EXTRAIT FOURNI:
· · ·

Extrait de « Connaissance du désir », Le journal des idées de Jacques Munier, France Culture 12/10/18 – à propos de « Intellect d’amour », Giorgio Agamben, 2018

Les Hauts de Hurlevent

And coming tempests, raging wild,
Shall strengthen thy desire - 
Emily Brontë

Le vent, puisque il est aveugle et se trame de ce qu’il trouble, prend assez naturellement l’éloquence d’un cinéma. Déraciner, chavirer, soulever sont axes de sa danse. L’insurrection aussi, et la transe : les corps sont légers, les volontés ploient, un souffle et le cœur repart. Du mouvement qu’il suscite à celui qu’on lui oppose, il possède, dépossède, envoûte. Habité parfois, de son peuple naît la hantise. Puis, écrasé, plus ras que le sol, bonne mécanique, il balaie. Cinéma : une houle sèche, dure, affolante vient doubler l’image d’un enduit qui l’agite et l’accuse. Feu froid, volontiers spectaculaire.

· · ·

DONNÉES BRUTES:
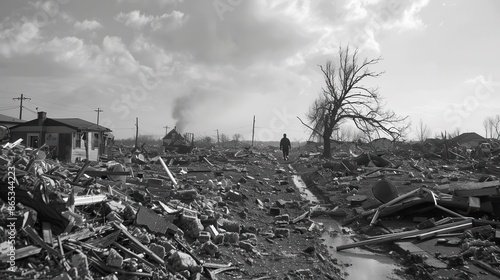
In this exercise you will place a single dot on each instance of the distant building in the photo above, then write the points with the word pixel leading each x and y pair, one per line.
pixel 5 123
pixel 173 140
pixel 382 144
pixel 468 140
pixel 68 139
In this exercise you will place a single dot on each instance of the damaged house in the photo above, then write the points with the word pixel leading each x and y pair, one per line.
pixel 175 141
pixel 68 139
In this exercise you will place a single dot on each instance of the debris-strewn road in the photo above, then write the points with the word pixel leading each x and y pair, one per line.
pixel 212 214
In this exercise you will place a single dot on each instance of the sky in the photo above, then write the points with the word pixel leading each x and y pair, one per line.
pixel 212 65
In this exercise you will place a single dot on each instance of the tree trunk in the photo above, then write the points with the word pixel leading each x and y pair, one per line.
pixel 327 151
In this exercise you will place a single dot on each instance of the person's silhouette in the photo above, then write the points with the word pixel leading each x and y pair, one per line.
pixel 285 146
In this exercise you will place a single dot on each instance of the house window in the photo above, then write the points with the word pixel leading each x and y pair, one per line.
pixel 95 141
pixel 32 140
pixel 77 140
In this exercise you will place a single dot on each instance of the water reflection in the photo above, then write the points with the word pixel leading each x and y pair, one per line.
pixel 358 264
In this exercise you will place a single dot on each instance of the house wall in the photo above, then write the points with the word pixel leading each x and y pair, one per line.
pixel 79 153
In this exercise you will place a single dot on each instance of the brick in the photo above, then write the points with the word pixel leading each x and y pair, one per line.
pixel 63 276
pixel 210 248
pixel 230 226
pixel 212 231
pixel 283 218
pixel 248 236
pixel 4 161
pixel 234 196
pixel 247 246
pixel 111 206
pixel 274 211
pixel 159 250
pixel 203 236
pixel 113 216
pixel 281 203
pixel 242 180
pixel 114 259
pixel 231 237
pixel 81 263
pixel 155 222
pixel 284 232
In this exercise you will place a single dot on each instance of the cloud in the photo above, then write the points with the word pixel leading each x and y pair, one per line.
pixel 21 38
pixel 164 22
pixel 87 25
pixel 134 19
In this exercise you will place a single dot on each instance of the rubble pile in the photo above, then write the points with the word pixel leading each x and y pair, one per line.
pixel 440 213
pixel 206 215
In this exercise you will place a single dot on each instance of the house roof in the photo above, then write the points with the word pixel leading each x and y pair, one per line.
pixel 9 119
pixel 82 124
pixel 468 137
pixel 74 123
pixel 173 134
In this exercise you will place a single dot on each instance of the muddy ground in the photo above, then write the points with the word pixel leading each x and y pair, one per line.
pixel 280 232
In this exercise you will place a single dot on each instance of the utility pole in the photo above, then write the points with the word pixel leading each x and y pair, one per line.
pixel 253 129
pixel 98 111
pixel 21 105
pixel 136 131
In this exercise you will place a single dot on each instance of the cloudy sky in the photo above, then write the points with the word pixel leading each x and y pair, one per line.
pixel 212 65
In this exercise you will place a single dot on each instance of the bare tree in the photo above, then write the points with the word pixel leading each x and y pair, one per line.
pixel 224 138
pixel 237 137
pixel 494 126
pixel 486 124
pixel 455 133
pixel 345 98
pixel 422 131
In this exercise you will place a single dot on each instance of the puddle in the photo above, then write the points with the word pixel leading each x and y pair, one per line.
pixel 357 264
pixel 304 191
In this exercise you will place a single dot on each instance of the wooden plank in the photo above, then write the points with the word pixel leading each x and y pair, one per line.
pixel 99 173
pixel 428 259
pixel 401 235
pixel 47 233
pixel 82 170
pixel 138 243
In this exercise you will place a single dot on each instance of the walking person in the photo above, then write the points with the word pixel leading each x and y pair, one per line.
pixel 285 146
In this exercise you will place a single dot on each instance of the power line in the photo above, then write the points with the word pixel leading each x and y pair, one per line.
pixel 21 104
pixel 8 108
pixel 98 111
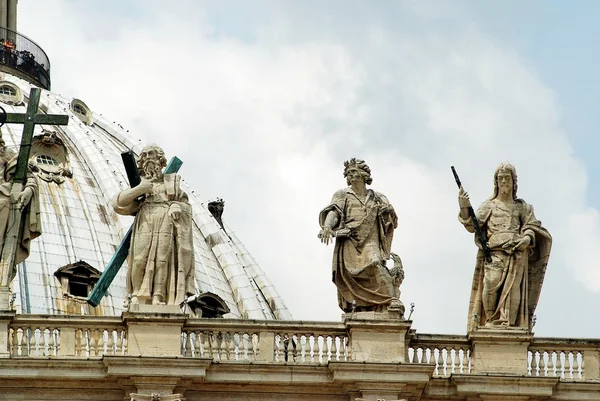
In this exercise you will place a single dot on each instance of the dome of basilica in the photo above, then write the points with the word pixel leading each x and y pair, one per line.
pixel 79 170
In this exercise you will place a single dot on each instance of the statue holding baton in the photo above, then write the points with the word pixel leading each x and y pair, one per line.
pixel 513 254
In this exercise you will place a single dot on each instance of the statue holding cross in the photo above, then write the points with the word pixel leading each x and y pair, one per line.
pixel 161 253
pixel 19 206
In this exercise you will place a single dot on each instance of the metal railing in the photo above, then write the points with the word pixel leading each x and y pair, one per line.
pixel 23 54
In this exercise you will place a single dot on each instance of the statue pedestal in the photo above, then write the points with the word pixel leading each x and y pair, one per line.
pixel 154 330
pixel 500 350
pixel 377 336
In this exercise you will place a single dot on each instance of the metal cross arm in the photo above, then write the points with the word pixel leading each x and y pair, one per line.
pixel 115 263
pixel 29 120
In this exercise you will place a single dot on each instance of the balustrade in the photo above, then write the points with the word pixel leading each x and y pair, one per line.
pixel 274 341
pixel 562 358
pixel 450 354
pixel 32 336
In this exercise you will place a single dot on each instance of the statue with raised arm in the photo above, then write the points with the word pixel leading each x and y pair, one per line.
pixel 362 222
pixel 27 202
pixel 507 287
pixel 161 254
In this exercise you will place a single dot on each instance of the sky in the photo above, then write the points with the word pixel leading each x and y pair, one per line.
pixel 265 100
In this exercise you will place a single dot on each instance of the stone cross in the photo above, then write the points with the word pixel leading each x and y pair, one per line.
pixel 29 119
pixel 120 255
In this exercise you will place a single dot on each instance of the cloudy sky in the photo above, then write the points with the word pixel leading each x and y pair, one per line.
pixel 264 100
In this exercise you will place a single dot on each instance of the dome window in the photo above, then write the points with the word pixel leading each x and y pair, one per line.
pixel 10 93
pixel 7 90
pixel 77 279
pixel 82 112
pixel 48 160
pixel 79 110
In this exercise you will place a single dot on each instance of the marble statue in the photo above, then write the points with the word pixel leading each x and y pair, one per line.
pixel 27 202
pixel 362 222
pixel 161 255
pixel 506 290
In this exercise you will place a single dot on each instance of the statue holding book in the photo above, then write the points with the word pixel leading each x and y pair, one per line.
pixel 362 222
pixel 513 253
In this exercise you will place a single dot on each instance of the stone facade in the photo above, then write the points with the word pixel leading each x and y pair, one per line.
pixel 368 356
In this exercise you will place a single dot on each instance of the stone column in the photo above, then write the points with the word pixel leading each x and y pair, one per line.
pixel 11 12
pixel 500 351
pixel 5 319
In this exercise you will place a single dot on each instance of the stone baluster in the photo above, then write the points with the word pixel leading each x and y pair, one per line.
pixel 31 343
pixel 317 350
pixel 101 342
pixel 435 355
pixel 535 363
pixel 222 346
pixel 25 342
pixel 543 371
pixel 110 344
pixel 92 342
pixel 198 340
pixel 51 343
pixel 255 346
pixel 551 365
pixel 348 348
pixel 11 341
pixel 453 354
pixel 289 340
pixel 214 345
pixel 42 343
pixel 125 345
pixel 302 341
pixel 187 350
pixel 230 345
pixel 568 373
pixel 119 347
pixel 559 364
pixel 206 352
pixel 334 355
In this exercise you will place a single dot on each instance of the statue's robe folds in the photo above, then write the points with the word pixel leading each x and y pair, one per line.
pixel 161 254
pixel 359 270
pixel 32 225
pixel 503 225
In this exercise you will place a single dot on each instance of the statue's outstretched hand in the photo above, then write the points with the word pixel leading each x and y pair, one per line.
pixel 24 198
pixel 325 235
pixel 144 187
pixel 463 198
pixel 175 212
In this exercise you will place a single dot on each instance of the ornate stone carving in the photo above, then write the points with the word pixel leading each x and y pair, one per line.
pixel 506 290
pixel 49 158
pixel 362 222
pixel 161 255
pixel 27 201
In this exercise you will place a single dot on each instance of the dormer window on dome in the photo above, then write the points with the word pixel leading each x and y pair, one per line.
pixel 77 279
pixel 49 159
pixel 10 93
pixel 82 112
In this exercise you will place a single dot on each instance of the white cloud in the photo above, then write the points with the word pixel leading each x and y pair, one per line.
pixel 267 123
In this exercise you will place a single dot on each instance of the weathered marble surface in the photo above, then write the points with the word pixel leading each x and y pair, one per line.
pixel 362 222
pixel 506 290
pixel 27 201
pixel 161 257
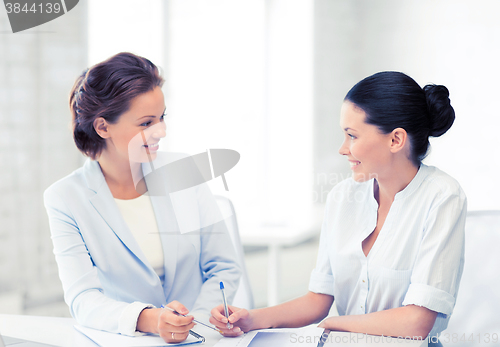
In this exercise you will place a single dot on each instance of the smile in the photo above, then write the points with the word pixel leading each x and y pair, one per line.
pixel 152 147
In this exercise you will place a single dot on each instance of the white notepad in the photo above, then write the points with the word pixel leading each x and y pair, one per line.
pixel 105 339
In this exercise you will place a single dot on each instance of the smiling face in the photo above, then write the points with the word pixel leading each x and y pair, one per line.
pixel 366 148
pixel 136 135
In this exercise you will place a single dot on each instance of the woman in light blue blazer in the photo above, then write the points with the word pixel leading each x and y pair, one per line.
pixel 118 245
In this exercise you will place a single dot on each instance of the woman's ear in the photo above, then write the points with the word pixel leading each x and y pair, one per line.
pixel 398 137
pixel 101 127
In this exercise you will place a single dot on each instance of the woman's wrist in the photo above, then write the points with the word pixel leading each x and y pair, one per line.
pixel 259 319
pixel 147 322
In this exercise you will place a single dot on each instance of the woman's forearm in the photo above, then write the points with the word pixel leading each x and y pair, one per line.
pixel 413 321
pixel 305 310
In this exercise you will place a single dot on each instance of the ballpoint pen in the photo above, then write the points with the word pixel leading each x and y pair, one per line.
pixel 226 312
pixel 323 337
pixel 194 320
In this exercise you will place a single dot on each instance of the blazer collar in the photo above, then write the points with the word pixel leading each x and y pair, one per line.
pixel 105 205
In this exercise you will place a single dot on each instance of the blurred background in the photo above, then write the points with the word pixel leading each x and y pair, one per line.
pixel 263 77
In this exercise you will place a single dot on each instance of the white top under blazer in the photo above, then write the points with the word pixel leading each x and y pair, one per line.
pixel 106 277
pixel 418 256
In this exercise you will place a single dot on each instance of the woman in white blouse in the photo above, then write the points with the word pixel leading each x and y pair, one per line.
pixel 117 239
pixel 392 242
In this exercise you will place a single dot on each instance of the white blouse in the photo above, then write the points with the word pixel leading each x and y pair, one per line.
pixel 139 215
pixel 417 258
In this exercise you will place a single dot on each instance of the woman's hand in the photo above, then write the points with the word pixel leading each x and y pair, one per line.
pixel 171 327
pixel 240 320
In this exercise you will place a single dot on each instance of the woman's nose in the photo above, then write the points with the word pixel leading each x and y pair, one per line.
pixel 159 130
pixel 344 149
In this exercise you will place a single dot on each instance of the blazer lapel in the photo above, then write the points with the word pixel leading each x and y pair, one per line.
pixel 166 221
pixel 105 205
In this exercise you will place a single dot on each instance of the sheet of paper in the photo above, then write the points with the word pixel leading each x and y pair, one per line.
pixel 309 337
pixel 105 339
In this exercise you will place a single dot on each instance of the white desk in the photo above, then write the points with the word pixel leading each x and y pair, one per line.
pixel 60 332
pixel 275 238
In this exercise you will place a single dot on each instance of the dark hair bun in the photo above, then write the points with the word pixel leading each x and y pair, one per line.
pixel 441 112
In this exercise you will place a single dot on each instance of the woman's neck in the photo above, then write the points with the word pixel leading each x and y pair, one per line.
pixel 119 175
pixel 387 186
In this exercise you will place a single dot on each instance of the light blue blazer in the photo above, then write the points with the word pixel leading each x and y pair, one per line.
pixel 102 268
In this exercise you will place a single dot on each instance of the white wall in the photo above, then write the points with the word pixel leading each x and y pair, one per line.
pixel 240 77
pixel 450 42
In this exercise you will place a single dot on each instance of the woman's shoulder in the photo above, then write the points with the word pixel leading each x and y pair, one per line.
pixel 76 181
pixel 349 189
pixel 438 181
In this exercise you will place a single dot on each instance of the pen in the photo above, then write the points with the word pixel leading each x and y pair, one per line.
pixel 226 312
pixel 198 336
pixel 323 337
pixel 194 320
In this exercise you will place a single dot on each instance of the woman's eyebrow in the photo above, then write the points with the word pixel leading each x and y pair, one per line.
pixel 154 115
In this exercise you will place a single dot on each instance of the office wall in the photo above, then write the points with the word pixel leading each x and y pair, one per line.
pixel 37 69
pixel 450 42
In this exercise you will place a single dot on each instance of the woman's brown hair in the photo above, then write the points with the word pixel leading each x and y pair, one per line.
pixel 106 90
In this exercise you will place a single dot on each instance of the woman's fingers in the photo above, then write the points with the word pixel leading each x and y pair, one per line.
pixel 178 307
pixel 172 337
pixel 218 314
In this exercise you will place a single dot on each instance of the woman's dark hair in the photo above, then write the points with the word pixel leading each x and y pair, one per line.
pixel 394 100
pixel 106 90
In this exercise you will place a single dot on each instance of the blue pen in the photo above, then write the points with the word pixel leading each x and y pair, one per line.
pixel 226 312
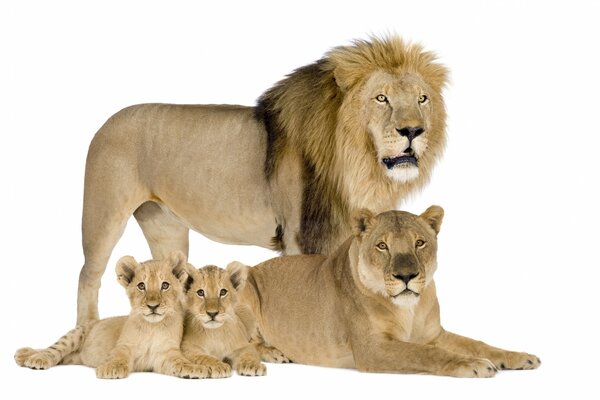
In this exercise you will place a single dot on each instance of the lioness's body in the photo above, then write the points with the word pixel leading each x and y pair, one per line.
pixel 370 305
pixel 362 127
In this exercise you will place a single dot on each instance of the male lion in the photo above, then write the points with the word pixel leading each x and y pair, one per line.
pixel 370 305
pixel 361 127
pixel 147 340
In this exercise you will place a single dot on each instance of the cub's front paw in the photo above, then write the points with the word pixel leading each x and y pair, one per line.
pixel 251 368
pixel 472 368
pixel 116 369
pixel 516 360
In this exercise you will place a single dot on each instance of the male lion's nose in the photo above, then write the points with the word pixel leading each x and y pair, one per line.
pixel 406 277
pixel 410 132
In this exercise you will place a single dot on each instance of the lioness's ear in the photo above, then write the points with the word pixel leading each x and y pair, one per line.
pixel 125 269
pixel 434 216
pixel 363 219
pixel 238 274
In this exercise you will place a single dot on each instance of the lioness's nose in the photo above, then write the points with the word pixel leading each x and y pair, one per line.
pixel 410 132
pixel 406 277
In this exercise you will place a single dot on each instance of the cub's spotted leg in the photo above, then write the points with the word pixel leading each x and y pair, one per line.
pixel 246 361
pixel 502 359
pixel 216 367
pixel 53 355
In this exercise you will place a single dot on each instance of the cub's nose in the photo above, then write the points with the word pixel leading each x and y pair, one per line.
pixel 212 314
pixel 406 277
pixel 410 132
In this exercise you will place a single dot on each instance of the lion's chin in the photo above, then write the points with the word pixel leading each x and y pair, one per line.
pixel 403 172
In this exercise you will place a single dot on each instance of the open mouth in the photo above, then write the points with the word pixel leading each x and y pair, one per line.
pixel 408 157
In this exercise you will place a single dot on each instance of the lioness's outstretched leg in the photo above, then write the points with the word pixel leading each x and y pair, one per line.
pixel 163 232
pixel 502 359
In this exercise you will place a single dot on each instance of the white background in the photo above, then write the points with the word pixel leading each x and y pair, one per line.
pixel 518 248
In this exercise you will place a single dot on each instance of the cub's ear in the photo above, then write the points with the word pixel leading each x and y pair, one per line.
pixel 125 269
pixel 433 216
pixel 238 274
pixel 362 221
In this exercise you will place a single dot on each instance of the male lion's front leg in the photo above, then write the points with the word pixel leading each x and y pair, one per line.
pixel 502 359
pixel 378 354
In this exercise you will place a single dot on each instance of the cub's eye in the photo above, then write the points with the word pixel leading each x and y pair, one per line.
pixel 382 246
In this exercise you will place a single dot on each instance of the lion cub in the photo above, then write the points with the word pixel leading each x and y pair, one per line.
pixel 217 328
pixel 146 340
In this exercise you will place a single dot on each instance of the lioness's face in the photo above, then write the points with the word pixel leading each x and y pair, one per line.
pixel 397 254
pixel 398 113
pixel 212 295
pixel 154 287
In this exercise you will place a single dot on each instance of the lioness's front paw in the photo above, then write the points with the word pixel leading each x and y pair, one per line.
pixel 516 360
pixel 251 368
pixel 472 368
pixel 116 369
pixel 23 354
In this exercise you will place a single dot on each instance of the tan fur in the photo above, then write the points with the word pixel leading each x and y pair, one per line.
pixel 285 174
pixel 371 305
pixel 217 328
pixel 146 340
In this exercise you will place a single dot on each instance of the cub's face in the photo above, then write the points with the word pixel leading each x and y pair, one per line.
pixel 397 253
pixel 154 287
pixel 212 293
pixel 399 114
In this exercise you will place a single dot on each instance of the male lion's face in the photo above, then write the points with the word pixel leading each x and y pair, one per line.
pixel 212 293
pixel 398 113
pixel 397 254
pixel 154 287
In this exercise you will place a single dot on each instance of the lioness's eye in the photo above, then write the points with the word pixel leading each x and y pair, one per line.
pixel 382 246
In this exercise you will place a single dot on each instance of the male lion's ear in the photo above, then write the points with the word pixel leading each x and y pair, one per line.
pixel 434 216
pixel 125 269
pixel 362 220
pixel 238 274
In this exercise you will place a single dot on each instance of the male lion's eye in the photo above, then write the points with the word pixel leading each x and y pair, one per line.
pixel 382 246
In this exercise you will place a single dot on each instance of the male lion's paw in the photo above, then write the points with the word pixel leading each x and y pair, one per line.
pixel 115 369
pixel 273 355
pixel 23 354
pixel 251 368
pixel 40 360
pixel 472 368
pixel 516 360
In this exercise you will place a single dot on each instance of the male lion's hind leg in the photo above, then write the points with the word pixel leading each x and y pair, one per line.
pixel 502 359
pixel 163 231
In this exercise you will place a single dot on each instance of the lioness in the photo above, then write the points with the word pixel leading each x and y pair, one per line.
pixel 218 328
pixel 370 305
pixel 146 340
pixel 361 127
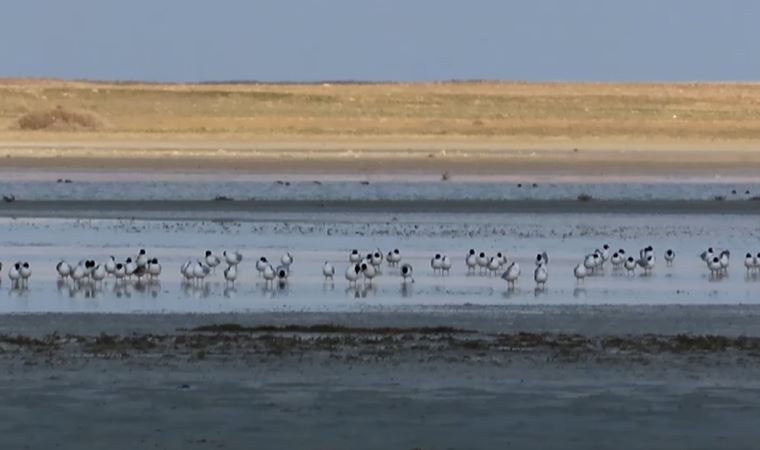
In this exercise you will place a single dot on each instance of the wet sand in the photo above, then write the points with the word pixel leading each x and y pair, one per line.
pixel 225 381
pixel 254 209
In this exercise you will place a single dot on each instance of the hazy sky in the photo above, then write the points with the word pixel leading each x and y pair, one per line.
pixel 301 40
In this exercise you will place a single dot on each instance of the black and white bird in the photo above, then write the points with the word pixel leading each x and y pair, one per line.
pixel 328 270
pixel 407 272
pixel 541 275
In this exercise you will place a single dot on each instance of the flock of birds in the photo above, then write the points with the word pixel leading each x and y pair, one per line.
pixel 365 267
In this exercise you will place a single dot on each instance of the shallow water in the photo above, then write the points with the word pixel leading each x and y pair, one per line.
pixel 46 185
pixel 317 238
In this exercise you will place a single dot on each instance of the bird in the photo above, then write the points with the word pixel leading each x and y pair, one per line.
pixel 154 268
pixel 446 264
pixel 353 273
pixel 616 260
pixel 64 269
pixel 232 258
pixel 286 261
pixel 541 275
pixel 605 253
pixel 630 264
pixel 212 260
pixel 120 271
pixel 328 271
pixel 580 272
pixel 670 256
pixel 141 260
pixel 230 275
pixel 269 274
pixel 110 265
pixel 482 261
pixel 14 273
pixel 78 273
pixel 471 260
pixel 261 264
pixel 494 264
pixel 282 274
pixel 26 272
pixel 511 274
pixel 129 267
pixel 394 258
pixel 542 259
pixel 407 272
pixel 749 262
pixel 707 255
pixel 436 262
pixel 714 266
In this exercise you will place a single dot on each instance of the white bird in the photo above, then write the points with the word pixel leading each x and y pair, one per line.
pixel 377 259
pixel 353 272
pixel 261 264
pixel 471 260
pixel 369 272
pixel 154 268
pixel 670 256
pixel 63 268
pixel 630 264
pixel 328 270
pixel 186 270
pixel 286 260
pixel 119 271
pixel 511 274
pixel 542 259
pixel 482 261
pixel 436 263
pixel 78 273
pixel 617 260
pixel 541 275
pixel 142 258
pixel 14 273
pixel 446 264
pixel 129 267
pixel 282 274
pixel 749 262
pixel 394 257
pixel 25 271
pixel 211 260
pixel 494 264
pixel 714 266
pixel 110 265
pixel 407 272
pixel 269 273
pixel 605 253
pixel 580 272
pixel 233 258
pixel 230 275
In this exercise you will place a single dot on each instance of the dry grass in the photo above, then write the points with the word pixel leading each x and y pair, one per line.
pixel 713 111
pixel 59 119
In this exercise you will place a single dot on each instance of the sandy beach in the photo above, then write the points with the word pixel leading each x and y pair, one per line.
pixel 660 360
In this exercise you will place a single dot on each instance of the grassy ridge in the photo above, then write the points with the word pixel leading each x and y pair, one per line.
pixel 488 109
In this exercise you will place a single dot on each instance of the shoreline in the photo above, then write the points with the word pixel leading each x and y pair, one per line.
pixel 252 210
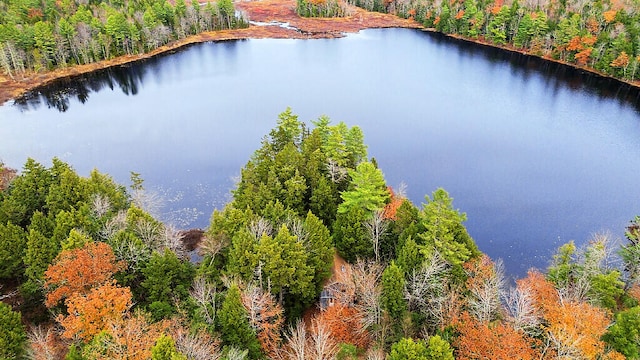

· · ·

Répondez aux questions suivantes sur l'extrait fourni :
(a) De quelle émission de France Culture la première ligne dit-elle que l'extrait est tiré ?
(b) Quel nom figure sous les deux vers en anglais ?
(c) Quels trois verbes sont présentés comme les axes de la danse du vent ?

(a) Le journal des idées de Jacques Munier
(b) Emily Brontë
(c) Déraciner, chavirer, soulever